What you have to do → Convert the listing below into a JSON list of strings, one string per line, starting with its first line and going on through the line containing "[863,49,960,153]". Skip blank lines and leave the pictures out.

Available data →
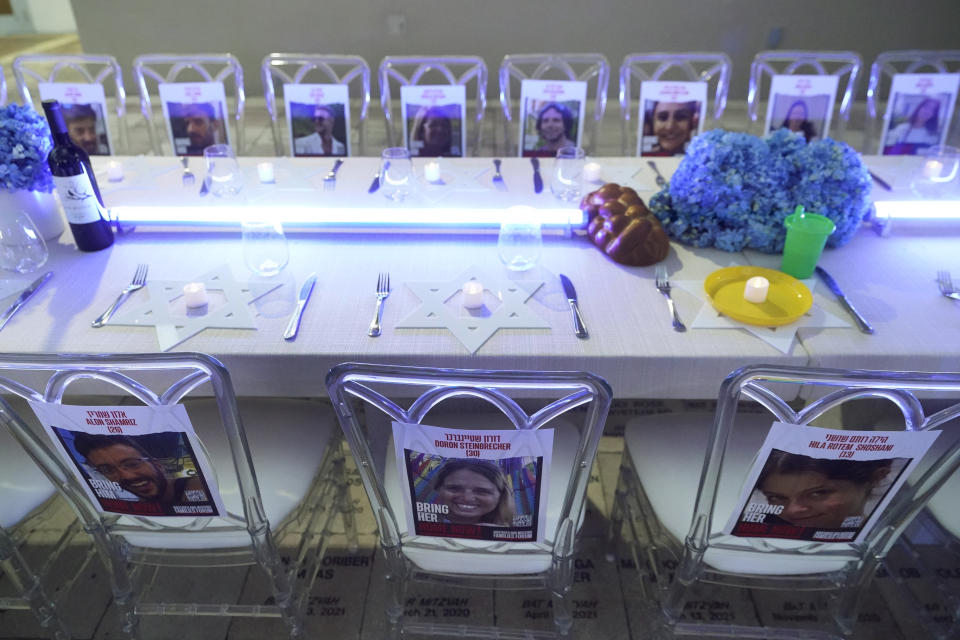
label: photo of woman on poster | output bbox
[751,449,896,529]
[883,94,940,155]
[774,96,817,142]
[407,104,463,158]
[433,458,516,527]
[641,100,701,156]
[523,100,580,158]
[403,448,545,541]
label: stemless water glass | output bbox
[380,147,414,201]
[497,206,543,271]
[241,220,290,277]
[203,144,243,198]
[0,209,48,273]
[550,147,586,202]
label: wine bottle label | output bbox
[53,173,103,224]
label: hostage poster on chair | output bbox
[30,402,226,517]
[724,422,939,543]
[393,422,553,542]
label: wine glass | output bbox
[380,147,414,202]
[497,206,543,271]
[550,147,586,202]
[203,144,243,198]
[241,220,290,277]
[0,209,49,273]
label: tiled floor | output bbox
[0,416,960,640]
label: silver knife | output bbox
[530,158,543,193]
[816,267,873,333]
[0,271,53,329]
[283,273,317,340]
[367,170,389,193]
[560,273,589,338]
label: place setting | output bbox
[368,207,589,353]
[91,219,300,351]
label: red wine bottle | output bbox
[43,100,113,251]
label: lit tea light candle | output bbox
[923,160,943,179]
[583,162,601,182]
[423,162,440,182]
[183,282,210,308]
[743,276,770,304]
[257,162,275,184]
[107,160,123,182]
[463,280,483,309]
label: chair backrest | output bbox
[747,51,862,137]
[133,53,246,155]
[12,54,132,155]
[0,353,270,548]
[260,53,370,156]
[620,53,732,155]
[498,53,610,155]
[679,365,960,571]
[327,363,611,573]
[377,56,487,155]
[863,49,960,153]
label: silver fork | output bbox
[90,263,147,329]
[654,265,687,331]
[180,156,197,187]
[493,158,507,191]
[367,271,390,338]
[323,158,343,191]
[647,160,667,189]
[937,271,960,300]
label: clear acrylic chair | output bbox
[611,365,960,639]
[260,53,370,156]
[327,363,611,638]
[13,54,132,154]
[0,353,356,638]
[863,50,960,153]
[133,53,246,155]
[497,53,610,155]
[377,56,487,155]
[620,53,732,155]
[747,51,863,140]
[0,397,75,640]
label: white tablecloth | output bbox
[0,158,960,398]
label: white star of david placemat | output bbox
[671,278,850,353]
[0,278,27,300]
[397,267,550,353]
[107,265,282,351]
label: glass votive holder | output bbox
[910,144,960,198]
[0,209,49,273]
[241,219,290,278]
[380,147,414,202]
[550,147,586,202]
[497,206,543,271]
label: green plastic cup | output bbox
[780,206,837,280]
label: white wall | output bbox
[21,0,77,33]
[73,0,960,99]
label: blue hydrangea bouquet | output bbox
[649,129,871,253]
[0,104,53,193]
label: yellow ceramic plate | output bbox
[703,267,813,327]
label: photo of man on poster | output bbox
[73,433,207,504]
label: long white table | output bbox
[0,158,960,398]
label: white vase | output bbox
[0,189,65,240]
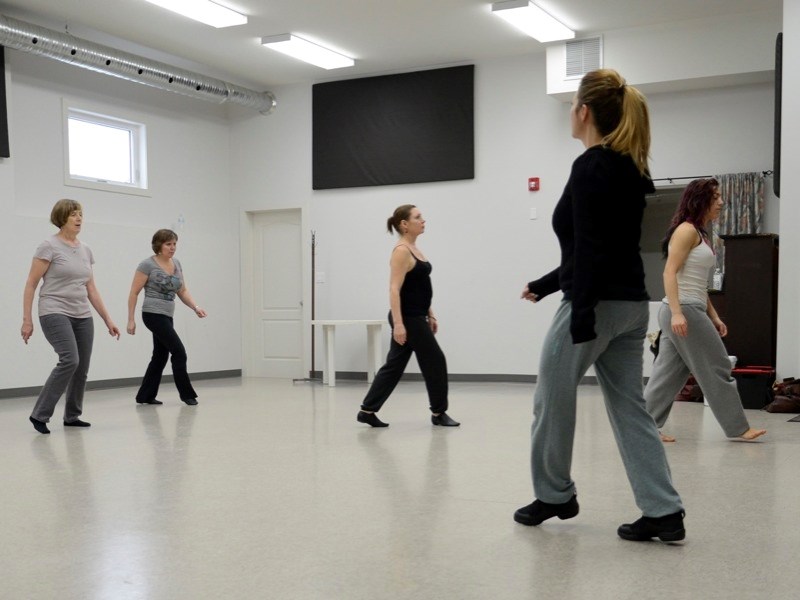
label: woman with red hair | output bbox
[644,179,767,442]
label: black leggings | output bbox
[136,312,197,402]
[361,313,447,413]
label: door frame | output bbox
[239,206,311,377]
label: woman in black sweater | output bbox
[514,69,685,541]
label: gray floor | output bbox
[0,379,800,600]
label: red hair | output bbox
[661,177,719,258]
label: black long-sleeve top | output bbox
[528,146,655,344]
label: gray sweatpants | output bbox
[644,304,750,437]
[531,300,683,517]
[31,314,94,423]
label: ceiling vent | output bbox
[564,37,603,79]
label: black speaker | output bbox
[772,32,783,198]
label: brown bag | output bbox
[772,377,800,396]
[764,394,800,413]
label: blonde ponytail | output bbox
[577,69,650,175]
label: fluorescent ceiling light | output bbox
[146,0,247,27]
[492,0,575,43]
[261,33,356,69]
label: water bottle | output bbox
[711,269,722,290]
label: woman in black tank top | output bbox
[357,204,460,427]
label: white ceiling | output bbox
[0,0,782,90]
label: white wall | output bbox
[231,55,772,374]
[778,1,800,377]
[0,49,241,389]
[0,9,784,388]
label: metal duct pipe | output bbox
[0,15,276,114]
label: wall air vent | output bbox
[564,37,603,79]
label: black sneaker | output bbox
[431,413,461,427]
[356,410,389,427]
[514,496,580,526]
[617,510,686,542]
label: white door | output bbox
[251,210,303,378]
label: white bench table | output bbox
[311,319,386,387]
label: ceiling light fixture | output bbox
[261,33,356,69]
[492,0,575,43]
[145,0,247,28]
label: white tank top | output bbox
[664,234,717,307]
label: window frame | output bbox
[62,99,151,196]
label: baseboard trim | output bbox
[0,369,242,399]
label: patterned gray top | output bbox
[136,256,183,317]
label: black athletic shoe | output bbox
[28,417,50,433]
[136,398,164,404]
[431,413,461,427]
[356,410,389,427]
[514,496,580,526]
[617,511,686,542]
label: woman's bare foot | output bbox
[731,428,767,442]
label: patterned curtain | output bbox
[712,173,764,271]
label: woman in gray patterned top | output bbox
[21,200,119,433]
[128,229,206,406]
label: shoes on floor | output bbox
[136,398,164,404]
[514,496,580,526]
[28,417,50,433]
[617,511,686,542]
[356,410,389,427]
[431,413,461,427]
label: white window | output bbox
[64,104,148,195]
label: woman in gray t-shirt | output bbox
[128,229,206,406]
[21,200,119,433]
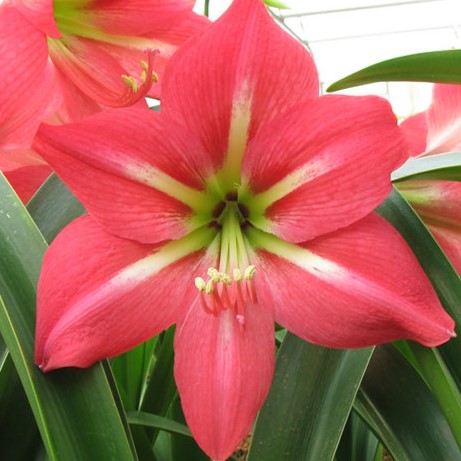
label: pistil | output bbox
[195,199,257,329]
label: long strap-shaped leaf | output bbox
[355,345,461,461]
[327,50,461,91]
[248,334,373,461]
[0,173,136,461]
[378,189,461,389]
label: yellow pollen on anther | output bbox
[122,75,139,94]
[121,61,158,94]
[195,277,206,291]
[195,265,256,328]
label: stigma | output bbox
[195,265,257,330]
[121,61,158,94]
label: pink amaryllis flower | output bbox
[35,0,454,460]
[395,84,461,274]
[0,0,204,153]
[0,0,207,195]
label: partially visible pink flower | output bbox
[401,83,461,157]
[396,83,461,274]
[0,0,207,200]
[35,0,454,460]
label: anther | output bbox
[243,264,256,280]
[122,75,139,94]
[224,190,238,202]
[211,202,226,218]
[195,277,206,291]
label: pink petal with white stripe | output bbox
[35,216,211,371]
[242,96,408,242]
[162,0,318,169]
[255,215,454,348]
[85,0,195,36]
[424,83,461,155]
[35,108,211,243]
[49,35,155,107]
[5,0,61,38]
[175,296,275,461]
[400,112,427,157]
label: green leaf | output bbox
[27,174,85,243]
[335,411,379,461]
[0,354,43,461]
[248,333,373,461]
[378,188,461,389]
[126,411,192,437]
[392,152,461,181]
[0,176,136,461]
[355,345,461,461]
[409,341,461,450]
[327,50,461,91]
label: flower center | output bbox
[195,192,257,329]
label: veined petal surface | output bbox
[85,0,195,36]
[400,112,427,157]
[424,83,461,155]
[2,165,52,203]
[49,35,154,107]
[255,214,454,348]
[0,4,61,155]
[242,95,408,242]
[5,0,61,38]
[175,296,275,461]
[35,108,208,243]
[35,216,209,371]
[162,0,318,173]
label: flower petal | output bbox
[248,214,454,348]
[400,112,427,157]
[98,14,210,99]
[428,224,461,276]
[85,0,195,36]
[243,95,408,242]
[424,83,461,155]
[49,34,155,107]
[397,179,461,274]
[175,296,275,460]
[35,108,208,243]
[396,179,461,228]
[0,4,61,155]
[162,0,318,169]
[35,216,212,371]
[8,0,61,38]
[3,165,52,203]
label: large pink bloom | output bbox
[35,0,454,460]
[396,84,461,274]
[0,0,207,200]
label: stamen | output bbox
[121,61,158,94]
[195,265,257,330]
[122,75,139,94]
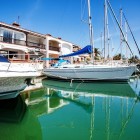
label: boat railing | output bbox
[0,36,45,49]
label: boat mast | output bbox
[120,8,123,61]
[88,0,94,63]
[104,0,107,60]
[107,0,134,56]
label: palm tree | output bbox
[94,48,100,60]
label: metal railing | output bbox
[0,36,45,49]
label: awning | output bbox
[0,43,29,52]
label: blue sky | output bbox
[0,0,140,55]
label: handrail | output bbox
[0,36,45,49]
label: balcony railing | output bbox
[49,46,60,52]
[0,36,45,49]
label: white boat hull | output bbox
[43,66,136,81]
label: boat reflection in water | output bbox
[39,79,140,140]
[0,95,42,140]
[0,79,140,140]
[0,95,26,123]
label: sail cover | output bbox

Solution for this task →
[
  "label: photo of woman on poster | output bbox",
  "[751,449,896,529]",
  "[883,94,940,155]",
  "[774,96,817,142]",
  "[407,104,463,158]",
  "[433,458,516,527]",
  "[641,100,701,156]",
  "[523,100,580,158]",
  "[403,448,545,541]",
  "label: stemless water glass | output bbox",
  "[380,147,414,201]",
  "[497,206,543,271]",
  "[241,220,290,277]",
  "[203,144,243,198]",
  "[0,209,48,273]",
  "[550,147,586,202]",
  "label: wine bottle label | output bbox",
  "[53,173,103,224]",
  "label: hostage poster on chair | output bbox",
  "[30,402,226,517]",
  "[724,422,939,543]",
  "[393,422,553,542]",
  "label: wine glass | output bbox",
  "[380,147,414,202]",
  "[497,206,543,271]",
  "[550,147,586,202]",
  "[203,144,243,198]",
  "[241,220,290,277]",
  "[0,209,49,273]",
  "label: tiled floor | output bbox",
  "[0,416,960,640]",
  "label: silver knife | output bbox",
  "[530,158,543,193]",
  "[816,267,873,333]",
  "[0,271,53,329]",
  "[283,273,317,340]",
  "[367,170,389,193]",
  "[560,273,589,338]",
  "label: place setting | output bbox",
  "[368,207,589,353]",
  "[91,219,300,351]",
  "label: red wine bottle | output bbox",
  "[43,100,113,251]",
  "label: lit tea light candle | output bbox",
  "[923,160,943,179]",
  "[583,162,601,182]",
  "[423,162,440,182]",
  "[183,282,210,308]",
  "[743,276,770,304]",
  "[257,162,275,184]",
  "[107,160,123,182]",
  "[463,280,483,309]",
  "label: chair backrest | output bbox",
  "[747,51,862,137]",
  "[133,53,246,155]",
  "[12,54,132,155]",
  "[0,353,270,548]",
  "[260,53,370,156]",
  "[620,53,732,155]",
  "[498,53,610,155]",
  "[679,365,960,571]",
  "[327,363,611,573]",
  "[377,56,487,155]",
  "[863,49,960,153]"
]